Estratto del testo:

━━━

Dati alla mano Olio di palma in Indonesia

Come le banche europee finanziano la produzione né equa né solidale di olio di palma in Indonesia

Gli istituti finanziari dei paesi europei hanno prestato o investito milioni di euro nelle società che producono olio di palma e che sono responsabili di incendi illegali e della deforestazione in Indonesia. Un'inchiesta esclusiva dati alla mano di Stefano Valentino.

Pubblicato il 25 Maggio 2021 alle 15:29

Le banche europee, insieme ad altre istituzioni finanziarie (compagnie di assicurazione, fondi pensione e gestori patrimoniali) sono state coinvolte in disboscamenti illegali di terreni per la produzione di olio di palma in Indonesia. Queste decisioni forse sono state in parte causa della distruzione delle foreste e delle emissioni di carbonio che alimentano il riscaldamento globale.

I cittadini di tutta Europa hanno involontariamente contribuito a questo impatto. Come? I loro depositi bancari e i loro risparmi pensionistici sono stati trasformati dalle istituzioni finanziarie in denaro destinato alle aziende che producono materie prime che mettono a rischio le foreste. Negli ultimi sette anni i finanziatori dell’Ue, del Regno Unito, della Svizzera, della Norvegia e di Andorra hanno massicciamente finanziato i produttori di olio di palma che si riforniscono delle materie prime da piantagioni create su terreni dove la vegetazione è stata ripetutamente bruciata, in violazione della legge indonesiana. L’area totale colpita dagli incendi dal 2015 al 2019 equivale a 112.687 ettari (10 volte più grande del centro di Parigi).

Il mercato europeo importa enormi volumi di olio di palma dall’Indonesia, principalmente per essere raffinato in biodiesel o per essere impiegato come ingrediente chiave nell’industria alimentare e nei prodotti chimici di uso quotidiano (detergenti, shampoo e cosmetici). Quello dell’olio di palma è un business redditizio per creditori e investitori.

━━━

Materiale estratto:
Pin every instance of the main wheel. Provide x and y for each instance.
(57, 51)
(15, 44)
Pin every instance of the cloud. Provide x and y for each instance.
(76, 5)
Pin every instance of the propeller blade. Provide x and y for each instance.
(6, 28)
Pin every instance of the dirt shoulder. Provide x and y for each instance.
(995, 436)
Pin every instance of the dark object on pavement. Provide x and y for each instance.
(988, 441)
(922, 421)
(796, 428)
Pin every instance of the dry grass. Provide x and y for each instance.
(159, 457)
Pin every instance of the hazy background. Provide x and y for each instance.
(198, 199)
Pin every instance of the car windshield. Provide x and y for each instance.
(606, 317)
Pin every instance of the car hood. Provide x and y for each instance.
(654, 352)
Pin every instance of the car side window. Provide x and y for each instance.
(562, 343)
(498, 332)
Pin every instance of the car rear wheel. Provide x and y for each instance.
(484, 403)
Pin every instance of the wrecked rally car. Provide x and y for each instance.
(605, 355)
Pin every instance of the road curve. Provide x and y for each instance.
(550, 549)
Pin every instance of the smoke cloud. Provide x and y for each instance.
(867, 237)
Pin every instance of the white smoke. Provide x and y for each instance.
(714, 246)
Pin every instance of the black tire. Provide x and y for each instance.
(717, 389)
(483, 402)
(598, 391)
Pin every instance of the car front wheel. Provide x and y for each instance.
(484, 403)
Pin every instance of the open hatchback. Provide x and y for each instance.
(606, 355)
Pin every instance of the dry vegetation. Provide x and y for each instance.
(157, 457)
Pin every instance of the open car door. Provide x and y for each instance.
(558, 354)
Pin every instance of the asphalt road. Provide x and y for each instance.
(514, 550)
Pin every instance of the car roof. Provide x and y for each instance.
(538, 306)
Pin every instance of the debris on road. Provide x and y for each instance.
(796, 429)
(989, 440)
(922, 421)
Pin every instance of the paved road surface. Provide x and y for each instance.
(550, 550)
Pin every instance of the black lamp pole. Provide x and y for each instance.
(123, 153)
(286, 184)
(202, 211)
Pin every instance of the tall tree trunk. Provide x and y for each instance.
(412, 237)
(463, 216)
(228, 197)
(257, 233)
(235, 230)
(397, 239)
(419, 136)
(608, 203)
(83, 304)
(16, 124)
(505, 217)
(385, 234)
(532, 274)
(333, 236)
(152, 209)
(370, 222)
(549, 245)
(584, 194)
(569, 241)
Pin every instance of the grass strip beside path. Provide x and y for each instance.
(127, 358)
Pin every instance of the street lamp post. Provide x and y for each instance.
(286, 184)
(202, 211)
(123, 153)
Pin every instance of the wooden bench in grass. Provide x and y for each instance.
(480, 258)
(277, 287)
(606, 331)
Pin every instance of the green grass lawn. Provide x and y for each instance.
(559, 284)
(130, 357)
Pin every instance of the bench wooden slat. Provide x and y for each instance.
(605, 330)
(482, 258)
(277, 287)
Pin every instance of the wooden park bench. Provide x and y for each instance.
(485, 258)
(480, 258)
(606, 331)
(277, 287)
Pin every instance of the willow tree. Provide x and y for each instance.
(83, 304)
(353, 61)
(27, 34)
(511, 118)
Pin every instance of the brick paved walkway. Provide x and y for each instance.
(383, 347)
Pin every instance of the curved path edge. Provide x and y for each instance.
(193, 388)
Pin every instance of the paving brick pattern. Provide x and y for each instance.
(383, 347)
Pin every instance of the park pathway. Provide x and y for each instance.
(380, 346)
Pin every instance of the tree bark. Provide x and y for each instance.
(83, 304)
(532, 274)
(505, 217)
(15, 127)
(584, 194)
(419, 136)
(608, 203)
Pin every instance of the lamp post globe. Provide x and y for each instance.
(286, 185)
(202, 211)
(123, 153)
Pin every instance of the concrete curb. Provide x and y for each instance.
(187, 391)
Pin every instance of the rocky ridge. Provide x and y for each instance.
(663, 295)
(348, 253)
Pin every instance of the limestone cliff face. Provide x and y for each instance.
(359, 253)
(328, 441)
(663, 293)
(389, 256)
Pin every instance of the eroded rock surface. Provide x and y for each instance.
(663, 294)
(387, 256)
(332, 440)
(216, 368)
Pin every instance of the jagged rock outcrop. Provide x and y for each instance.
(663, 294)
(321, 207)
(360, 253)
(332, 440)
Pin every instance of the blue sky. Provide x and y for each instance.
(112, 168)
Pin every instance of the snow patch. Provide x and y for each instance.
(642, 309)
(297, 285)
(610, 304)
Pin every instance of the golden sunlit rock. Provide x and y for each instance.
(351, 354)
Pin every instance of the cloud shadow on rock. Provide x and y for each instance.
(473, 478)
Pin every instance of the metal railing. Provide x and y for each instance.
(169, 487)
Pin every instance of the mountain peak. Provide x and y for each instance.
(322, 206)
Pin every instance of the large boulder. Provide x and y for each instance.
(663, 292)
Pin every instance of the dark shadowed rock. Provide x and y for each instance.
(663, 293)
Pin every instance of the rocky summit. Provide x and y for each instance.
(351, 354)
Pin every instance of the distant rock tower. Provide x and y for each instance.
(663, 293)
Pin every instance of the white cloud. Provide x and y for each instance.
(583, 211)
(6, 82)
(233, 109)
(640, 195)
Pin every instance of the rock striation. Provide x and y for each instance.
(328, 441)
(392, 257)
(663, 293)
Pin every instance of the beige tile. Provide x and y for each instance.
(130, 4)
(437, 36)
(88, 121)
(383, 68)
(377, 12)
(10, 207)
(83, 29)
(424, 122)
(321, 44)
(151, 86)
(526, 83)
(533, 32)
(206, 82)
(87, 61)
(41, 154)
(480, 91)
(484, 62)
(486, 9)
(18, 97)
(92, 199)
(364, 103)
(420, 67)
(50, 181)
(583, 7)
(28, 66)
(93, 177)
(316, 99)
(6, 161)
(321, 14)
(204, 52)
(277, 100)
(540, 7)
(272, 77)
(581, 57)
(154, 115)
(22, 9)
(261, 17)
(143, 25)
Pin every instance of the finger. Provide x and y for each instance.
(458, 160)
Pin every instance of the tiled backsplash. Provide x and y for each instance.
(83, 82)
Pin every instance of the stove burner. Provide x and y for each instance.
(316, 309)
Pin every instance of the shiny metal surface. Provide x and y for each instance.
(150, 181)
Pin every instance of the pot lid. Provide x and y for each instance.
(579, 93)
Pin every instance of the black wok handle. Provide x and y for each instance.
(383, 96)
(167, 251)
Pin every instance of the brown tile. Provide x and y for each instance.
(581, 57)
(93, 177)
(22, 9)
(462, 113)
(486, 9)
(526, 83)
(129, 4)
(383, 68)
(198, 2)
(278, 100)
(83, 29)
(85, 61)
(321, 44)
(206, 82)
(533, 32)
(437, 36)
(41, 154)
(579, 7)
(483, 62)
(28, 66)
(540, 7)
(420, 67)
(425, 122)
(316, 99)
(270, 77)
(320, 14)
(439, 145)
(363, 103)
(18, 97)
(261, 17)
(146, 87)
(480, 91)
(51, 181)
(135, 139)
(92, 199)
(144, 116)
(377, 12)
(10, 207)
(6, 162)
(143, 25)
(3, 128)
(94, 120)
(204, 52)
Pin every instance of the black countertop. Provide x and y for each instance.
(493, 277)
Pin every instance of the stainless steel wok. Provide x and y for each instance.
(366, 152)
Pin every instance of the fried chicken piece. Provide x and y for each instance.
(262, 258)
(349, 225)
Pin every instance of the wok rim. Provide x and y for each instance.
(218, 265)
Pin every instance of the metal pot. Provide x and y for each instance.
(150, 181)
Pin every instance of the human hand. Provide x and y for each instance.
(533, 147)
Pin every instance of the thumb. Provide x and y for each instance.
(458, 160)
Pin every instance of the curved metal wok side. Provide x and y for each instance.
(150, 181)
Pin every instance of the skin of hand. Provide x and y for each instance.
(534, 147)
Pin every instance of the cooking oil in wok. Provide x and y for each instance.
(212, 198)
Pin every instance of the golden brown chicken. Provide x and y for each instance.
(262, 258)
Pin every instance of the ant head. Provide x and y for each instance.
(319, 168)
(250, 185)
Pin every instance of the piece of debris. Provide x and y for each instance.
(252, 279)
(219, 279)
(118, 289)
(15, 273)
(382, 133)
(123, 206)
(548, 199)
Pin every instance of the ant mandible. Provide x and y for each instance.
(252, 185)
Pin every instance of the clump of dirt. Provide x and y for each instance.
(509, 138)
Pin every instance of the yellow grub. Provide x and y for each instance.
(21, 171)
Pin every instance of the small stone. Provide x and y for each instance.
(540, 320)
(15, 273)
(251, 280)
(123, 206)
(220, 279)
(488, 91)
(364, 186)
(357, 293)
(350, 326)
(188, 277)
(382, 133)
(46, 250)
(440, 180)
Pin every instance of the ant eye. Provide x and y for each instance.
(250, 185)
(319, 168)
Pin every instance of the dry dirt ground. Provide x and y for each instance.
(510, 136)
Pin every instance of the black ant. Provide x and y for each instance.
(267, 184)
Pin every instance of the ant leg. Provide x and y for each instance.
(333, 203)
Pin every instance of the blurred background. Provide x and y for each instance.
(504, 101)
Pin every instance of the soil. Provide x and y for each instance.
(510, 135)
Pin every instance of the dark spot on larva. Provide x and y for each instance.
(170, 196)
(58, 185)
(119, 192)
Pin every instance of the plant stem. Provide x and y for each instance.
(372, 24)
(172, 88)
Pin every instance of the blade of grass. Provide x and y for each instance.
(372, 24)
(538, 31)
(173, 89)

━━━

Le consegne:
1. Secondo l'articolo sull'olio di palma in Indonesia, quanti ettari sono stati colpiti dagli incendi dal 2015 al 2019?
2. Prosegui l'articolo sull'olio di palma in Indonesia a partire dall'ultima frase riportata.
Le righe sono materiale a sé stante, separato dall'articolo sull'olio di palma.

Risposte attese:
1. 112.687 ettari, un'area dieci volte più grande del centro di Parigi.

2.
La nostra indagine ha connesso le singole istituzioni con i gruppi che producono olio di palma, combinando i dati della Forest & Finance Coalition e di Greenpeace. La prima ha rintracciato le registrazioni dei flussi finanziari dalla sua banca dati. La seconda ha citato le cifre dei suoi rapporti del 2019 e del 2020, che hanno esposto gli incendi osservati in tutte le concessioni agricole che forniscono frutti di olio di palma a mulini e raffinerie. Tali incendi sono stati solo raramente sanzionati e processati.

Di tutti gli incendi avvenuti tra il 2015 e il 2019 in concessioni associate a gruppi di olio di palma finanziati da finanziatori europei, solo 15 sono stati sanzionati. Da notare che 17.550 incendi sono stati registrati solo nel 2019.

La maggior parte dei finanziamenti è stata fornita dalle banche attraverso il credito (prestiti e servizi di sottoscrizione) che ha totalizzato 2,18 miliardi di dollari (1,8 miliardi di euro) tra il 2013 e il 2019. Ulteriori finanziamenti sono arrivati sotto forma di investimenti (in obbligazioni e azioni) detenuti da investitori istituzionali, ad esempio gli asset manager (tra cui la gestione patrimoniale delle banche), le compagnie di assicurazione e i fondi pensione. Il credito e gli investimenti hanno finanziato in modo incrociato un certo numero di gruppi di produzione di olio di palma.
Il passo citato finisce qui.